### [DATA FOR THE TASK]
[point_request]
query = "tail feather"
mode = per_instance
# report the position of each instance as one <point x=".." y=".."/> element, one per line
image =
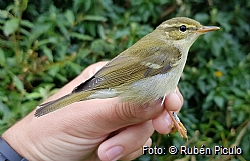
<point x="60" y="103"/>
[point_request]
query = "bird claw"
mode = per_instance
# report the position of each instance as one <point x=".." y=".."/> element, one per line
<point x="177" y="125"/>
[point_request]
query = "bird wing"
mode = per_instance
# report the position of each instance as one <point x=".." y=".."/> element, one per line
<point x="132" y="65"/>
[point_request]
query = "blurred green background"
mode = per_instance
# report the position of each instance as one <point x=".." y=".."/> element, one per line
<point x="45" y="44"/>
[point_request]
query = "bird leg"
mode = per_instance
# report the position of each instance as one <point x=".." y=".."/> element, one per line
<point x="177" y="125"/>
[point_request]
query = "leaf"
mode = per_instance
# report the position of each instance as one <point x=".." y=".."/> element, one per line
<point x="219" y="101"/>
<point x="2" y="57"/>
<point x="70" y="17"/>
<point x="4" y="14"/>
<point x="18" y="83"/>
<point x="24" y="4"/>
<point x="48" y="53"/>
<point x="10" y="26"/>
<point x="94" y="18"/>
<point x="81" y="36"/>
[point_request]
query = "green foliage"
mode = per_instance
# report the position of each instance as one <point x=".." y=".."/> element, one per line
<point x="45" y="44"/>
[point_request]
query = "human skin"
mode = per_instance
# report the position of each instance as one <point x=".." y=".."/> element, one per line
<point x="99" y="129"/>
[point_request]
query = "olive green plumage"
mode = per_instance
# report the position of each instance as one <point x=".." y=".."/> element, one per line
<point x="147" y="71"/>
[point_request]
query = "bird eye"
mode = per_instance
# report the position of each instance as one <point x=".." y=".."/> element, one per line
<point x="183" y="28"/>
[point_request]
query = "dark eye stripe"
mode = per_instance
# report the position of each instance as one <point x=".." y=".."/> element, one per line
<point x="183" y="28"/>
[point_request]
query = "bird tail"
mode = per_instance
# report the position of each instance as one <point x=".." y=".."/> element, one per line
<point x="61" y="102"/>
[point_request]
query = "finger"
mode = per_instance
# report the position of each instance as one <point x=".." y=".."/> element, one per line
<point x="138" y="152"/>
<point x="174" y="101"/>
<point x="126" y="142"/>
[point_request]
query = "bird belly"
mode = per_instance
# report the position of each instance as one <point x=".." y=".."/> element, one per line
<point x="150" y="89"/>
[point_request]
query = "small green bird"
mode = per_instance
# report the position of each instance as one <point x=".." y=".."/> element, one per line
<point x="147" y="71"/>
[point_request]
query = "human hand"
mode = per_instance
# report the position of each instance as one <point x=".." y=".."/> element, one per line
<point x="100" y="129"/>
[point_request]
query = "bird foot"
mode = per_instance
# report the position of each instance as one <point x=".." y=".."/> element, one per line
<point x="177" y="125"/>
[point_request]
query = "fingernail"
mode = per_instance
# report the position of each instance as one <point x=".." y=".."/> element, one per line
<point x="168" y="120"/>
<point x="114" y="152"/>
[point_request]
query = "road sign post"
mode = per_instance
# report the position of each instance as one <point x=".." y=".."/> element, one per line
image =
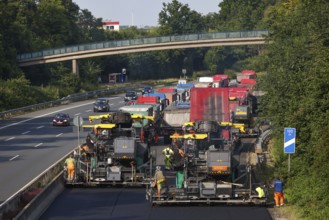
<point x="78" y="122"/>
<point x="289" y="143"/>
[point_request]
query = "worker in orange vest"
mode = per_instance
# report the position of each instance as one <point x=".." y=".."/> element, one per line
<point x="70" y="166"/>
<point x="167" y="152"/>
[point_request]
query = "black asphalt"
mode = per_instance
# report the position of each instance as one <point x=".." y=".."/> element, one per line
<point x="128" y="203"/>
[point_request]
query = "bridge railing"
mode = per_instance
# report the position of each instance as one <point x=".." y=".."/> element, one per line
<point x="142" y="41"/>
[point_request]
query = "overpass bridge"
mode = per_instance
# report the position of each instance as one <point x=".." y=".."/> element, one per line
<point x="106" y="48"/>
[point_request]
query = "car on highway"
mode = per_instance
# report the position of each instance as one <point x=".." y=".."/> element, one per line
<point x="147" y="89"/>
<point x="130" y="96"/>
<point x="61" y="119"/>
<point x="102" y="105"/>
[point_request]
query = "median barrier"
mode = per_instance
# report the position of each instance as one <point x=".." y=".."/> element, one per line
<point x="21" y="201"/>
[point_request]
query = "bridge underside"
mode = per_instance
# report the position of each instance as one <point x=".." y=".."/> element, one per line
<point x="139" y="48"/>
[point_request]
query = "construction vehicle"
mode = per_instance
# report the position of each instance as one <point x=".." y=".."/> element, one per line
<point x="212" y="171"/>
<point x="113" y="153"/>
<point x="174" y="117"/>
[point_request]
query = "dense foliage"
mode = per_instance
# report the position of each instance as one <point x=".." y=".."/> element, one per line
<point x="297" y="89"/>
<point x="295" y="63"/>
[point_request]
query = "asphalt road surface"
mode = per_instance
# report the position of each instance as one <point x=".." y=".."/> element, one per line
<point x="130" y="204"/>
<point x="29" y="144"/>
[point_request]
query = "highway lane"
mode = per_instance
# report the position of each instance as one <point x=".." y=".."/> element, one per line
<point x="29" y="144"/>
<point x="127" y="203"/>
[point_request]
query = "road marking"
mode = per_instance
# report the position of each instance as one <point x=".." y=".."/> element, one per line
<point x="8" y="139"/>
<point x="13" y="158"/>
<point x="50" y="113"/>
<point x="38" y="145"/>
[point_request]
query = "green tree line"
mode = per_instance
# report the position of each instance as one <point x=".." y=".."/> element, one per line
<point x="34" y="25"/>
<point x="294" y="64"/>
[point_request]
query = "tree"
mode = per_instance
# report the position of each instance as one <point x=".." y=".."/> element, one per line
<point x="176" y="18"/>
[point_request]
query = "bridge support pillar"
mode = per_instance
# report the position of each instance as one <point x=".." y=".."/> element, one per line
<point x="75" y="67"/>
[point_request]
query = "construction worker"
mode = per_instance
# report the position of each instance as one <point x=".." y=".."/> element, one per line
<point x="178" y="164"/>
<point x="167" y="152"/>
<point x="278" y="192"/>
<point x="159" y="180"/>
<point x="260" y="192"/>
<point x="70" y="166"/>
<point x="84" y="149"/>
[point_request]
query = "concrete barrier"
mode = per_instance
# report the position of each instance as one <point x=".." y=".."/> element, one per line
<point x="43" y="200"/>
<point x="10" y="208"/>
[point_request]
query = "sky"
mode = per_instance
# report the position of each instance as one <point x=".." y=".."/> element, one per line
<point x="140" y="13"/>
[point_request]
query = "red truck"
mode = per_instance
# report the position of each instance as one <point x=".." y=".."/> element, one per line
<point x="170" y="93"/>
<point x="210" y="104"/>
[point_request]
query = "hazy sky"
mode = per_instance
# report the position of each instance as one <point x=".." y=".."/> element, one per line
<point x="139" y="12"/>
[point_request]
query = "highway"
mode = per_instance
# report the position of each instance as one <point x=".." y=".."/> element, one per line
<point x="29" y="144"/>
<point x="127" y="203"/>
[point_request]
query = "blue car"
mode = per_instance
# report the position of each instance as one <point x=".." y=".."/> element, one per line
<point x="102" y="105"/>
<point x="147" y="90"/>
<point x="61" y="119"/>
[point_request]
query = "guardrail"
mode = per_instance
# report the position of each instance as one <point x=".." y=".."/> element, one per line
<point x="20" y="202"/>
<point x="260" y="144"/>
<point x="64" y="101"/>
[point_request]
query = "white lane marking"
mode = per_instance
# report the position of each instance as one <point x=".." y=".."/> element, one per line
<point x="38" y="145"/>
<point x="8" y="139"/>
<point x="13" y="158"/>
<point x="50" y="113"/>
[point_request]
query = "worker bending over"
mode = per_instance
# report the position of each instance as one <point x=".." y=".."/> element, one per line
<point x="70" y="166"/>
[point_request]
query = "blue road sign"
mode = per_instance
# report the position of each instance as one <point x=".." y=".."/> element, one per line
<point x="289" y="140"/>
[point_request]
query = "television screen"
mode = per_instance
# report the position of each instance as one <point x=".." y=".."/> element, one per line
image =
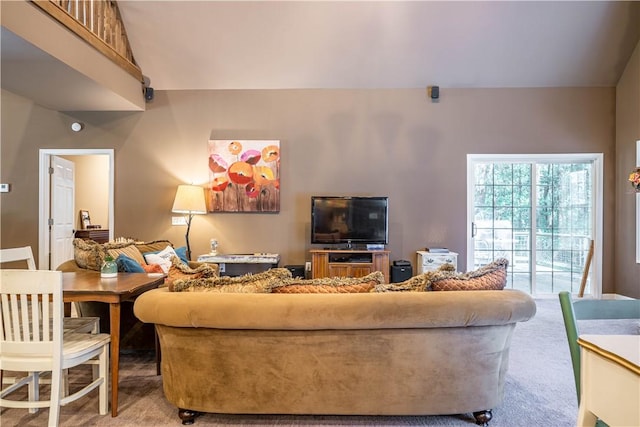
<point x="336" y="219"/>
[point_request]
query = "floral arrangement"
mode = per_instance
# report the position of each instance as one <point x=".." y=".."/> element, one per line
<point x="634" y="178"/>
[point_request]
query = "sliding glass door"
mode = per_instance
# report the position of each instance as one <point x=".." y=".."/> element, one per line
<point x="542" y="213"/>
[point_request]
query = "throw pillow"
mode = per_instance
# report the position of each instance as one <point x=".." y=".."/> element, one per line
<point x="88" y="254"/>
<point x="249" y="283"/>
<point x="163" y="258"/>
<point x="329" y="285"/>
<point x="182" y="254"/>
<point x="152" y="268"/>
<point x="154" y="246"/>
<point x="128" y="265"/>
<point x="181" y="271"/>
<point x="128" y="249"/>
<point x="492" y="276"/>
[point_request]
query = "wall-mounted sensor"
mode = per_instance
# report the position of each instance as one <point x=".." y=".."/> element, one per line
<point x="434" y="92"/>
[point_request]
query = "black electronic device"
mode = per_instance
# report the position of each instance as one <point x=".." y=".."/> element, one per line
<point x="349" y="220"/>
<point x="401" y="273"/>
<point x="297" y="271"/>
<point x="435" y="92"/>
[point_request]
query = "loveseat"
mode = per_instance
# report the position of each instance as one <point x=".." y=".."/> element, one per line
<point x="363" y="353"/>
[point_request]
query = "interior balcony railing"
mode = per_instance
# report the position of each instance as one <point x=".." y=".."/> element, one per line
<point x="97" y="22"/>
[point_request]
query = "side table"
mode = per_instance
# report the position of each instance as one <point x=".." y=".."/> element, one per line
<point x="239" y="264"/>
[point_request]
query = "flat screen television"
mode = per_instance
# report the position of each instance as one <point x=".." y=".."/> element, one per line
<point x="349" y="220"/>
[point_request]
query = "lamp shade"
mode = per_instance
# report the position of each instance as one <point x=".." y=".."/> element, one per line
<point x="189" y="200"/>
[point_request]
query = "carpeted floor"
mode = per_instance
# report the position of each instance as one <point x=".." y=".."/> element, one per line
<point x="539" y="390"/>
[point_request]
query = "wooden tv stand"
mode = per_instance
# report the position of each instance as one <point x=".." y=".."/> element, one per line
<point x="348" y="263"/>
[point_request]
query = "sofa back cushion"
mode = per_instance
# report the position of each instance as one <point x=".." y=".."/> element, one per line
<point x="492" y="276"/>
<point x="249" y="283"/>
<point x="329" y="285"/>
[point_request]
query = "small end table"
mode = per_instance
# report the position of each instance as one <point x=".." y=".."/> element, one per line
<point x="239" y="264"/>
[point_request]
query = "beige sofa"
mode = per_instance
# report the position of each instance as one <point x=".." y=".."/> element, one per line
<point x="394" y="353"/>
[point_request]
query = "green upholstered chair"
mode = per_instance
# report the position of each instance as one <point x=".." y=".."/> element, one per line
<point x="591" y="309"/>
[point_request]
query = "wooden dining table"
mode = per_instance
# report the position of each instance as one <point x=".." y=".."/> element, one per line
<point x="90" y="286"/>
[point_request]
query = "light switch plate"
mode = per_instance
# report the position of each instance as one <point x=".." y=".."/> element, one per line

### [TASK TO CARRY OUT]
Which lines of the records hold the string "railing"? Copy each one.

### [WRITTEN REPLY]
query = "bridge railing"
query = "interior balcony railing"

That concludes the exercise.